▶ _AIM OF THE TASK_
Reproduce every line of the data below without changing anything.

▶ _RECORDS SUPPLIED_
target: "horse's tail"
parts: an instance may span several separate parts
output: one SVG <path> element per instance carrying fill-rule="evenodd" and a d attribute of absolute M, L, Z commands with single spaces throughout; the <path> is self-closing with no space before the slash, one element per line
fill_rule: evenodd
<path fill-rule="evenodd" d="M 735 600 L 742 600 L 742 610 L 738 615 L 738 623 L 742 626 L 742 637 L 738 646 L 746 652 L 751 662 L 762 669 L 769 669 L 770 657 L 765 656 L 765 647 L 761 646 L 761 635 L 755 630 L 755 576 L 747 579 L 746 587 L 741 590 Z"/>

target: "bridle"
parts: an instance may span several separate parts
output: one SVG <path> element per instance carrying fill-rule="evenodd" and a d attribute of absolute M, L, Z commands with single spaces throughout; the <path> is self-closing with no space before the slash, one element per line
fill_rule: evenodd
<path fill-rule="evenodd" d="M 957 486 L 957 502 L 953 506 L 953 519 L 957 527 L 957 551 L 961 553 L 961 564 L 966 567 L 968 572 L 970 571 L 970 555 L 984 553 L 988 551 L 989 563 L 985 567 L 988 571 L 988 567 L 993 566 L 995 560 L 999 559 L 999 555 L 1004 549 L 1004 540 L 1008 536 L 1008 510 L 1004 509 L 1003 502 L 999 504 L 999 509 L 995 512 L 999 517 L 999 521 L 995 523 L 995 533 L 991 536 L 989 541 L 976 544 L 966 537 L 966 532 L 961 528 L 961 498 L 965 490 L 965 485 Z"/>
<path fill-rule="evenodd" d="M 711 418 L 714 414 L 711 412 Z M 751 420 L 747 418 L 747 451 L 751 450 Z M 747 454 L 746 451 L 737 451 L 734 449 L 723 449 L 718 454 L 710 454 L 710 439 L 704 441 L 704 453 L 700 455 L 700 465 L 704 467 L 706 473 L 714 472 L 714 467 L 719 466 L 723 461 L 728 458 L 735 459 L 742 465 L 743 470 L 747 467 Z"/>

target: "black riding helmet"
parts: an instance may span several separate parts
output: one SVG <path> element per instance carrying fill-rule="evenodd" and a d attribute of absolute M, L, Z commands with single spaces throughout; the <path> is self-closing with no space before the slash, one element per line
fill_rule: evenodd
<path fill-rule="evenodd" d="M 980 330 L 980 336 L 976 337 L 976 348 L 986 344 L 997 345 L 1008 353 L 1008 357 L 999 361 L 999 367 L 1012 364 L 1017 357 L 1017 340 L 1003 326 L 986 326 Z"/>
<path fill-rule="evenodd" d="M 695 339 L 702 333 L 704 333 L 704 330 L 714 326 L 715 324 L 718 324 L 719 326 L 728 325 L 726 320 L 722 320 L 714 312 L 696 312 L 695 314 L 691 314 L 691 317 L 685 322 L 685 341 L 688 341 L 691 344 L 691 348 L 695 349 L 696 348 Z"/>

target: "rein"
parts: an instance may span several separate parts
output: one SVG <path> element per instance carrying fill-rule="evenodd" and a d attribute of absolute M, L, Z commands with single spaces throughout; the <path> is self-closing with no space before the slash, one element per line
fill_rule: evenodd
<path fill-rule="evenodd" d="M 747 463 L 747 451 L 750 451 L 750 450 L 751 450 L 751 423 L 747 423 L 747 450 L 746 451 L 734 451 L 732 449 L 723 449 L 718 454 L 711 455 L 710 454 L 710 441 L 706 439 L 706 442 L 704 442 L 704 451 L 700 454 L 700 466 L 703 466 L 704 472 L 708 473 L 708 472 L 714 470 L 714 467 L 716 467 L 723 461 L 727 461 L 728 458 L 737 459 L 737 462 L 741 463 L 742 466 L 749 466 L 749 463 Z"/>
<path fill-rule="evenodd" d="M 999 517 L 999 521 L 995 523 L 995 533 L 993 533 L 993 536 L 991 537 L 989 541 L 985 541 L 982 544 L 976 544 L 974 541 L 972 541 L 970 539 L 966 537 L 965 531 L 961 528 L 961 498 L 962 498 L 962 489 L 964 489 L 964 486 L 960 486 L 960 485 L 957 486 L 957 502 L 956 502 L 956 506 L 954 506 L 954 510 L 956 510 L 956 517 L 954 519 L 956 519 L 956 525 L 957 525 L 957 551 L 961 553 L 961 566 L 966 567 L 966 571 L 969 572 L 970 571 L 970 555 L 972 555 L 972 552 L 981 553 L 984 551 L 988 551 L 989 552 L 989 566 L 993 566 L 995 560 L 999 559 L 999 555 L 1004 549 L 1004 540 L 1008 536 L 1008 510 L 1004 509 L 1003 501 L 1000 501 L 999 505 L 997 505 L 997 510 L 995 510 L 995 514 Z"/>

▶ _EXERCISE OUTPUT_
target: "horse's tail"
parts: an instance may span several separate parts
output: one SVG <path> element per instance carrying fill-rule="evenodd" and a d attribute of absolute M, L, Z commands with single spaces throughout; the <path> is self-closing with no space before the slash, one element per line
fill_rule: evenodd
<path fill-rule="evenodd" d="M 735 600 L 742 600 L 742 610 L 738 615 L 738 623 L 742 626 L 742 637 L 738 646 L 746 652 L 751 662 L 762 669 L 769 669 L 770 657 L 765 656 L 765 647 L 761 646 L 761 635 L 755 630 L 755 576 L 747 579 L 746 587 L 741 590 Z"/>

target: "bridle"
parts: an instance may span several separate parts
output: one SVG <path> element per instance carrying fill-rule="evenodd" and a d attribute of absolute M, L, Z commands with single spaces throughout; the <path> is self-closing with no space before the slash, one element per line
fill_rule: evenodd
<path fill-rule="evenodd" d="M 957 486 L 957 502 L 953 506 L 953 519 L 957 527 L 957 551 L 961 553 L 961 564 L 966 567 L 968 572 L 970 571 L 970 555 L 984 553 L 988 551 L 989 563 L 985 567 L 988 571 L 988 567 L 993 566 L 995 560 L 999 559 L 999 555 L 1004 549 L 1004 540 L 1008 536 L 1008 510 L 1004 509 L 1003 502 L 999 504 L 999 509 L 995 512 L 999 517 L 999 521 L 995 523 L 995 533 L 991 536 L 989 541 L 976 544 L 966 537 L 966 532 L 961 528 L 961 498 L 965 490 L 965 485 Z"/>
<path fill-rule="evenodd" d="M 711 418 L 714 414 L 711 412 Z M 751 420 L 747 418 L 747 451 L 751 450 Z M 747 454 L 746 451 L 737 451 L 734 449 L 723 449 L 718 454 L 710 454 L 710 439 L 704 441 L 704 453 L 700 455 L 700 465 L 704 467 L 706 473 L 714 472 L 714 467 L 719 466 L 723 461 L 728 458 L 735 459 L 742 465 L 743 470 L 747 467 Z"/>

target: "black riding helmet"
parts: an instance may span several separate parts
output: one SVG <path> element per instance carrying fill-rule="evenodd" and a d attribute of absolute M, L, Z commands with single spaces throughout; the <path> is self-closing with no space before the slash, one element per line
fill_rule: evenodd
<path fill-rule="evenodd" d="M 980 330 L 980 336 L 976 337 L 976 348 L 986 344 L 997 345 L 1008 353 L 1008 357 L 999 361 L 999 367 L 1012 364 L 1017 357 L 1017 340 L 1003 326 L 986 326 Z"/>
<path fill-rule="evenodd" d="M 695 339 L 702 333 L 704 333 L 704 330 L 714 326 L 715 324 L 718 324 L 719 326 L 728 325 L 726 320 L 722 320 L 714 312 L 696 312 L 695 314 L 691 314 L 691 317 L 685 322 L 685 341 L 688 341 L 691 344 L 691 348 L 695 349 L 696 348 Z"/>

target: "rein"
parts: an instance may span several separate parts
output: one SVG <path> element per instance carrying fill-rule="evenodd" and a d attribute of absolute M, L, Z commands with single spaces throughout; the <path> is self-closing with no space before the slash, one element per line
fill_rule: evenodd
<path fill-rule="evenodd" d="M 747 463 L 747 451 L 750 451 L 750 450 L 751 450 L 751 423 L 747 423 L 747 450 L 746 451 L 734 451 L 732 449 L 723 449 L 718 454 L 711 455 L 710 454 L 710 441 L 706 439 L 706 442 L 704 442 L 704 451 L 700 454 L 700 466 L 703 466 L 704 472 L 708 473 L 708 472 L 714 470 L 714 467 L 716 467 L 723 461 L 727 461 L 728 458 L 737 459 L 737 462 L 741 463 L 742 466 L 749 466 L 749 463 Z"/>
<path fill-rule="evenodd" d="M 999 517 L 999 521 L 995 523 L 995 533 L 993 533 L 993 536 L 991 537 L 989 541 L 985 541 L 982 544 L 976 544 L 974 541 L 972 541 L 970 539 L 966 537 L 965 531 L 961 528 L 961 498 L 962 498 L 962 489 L 964 489 L 964 486 L 960 486 L 960 485 L 957 486 L 957 502 L 956 502 L 956 506 L 954 506 L 954 510 L 956 510 L 956 517 L 954 519 L 956 519 L 956 525 L 957 525 L 957 551 L 961 553 L 961 566 L 966 567 L 966 571 L 969 572 L 970 571 L 970 555 L 972 555 L 972 552 L 981 553 L 984 551 L 988 551 L 989 552 L 989 566 L 993 566 L 995 560 L 999 559 L 999 555 L 1004 549 L 1004 540 L 1008 536 L 1008 510 L 1004 509 L 1003 501 L 1000 501 L 999 505 L 997 505 L 997 510 L 995 510 L 995 514 Z"/>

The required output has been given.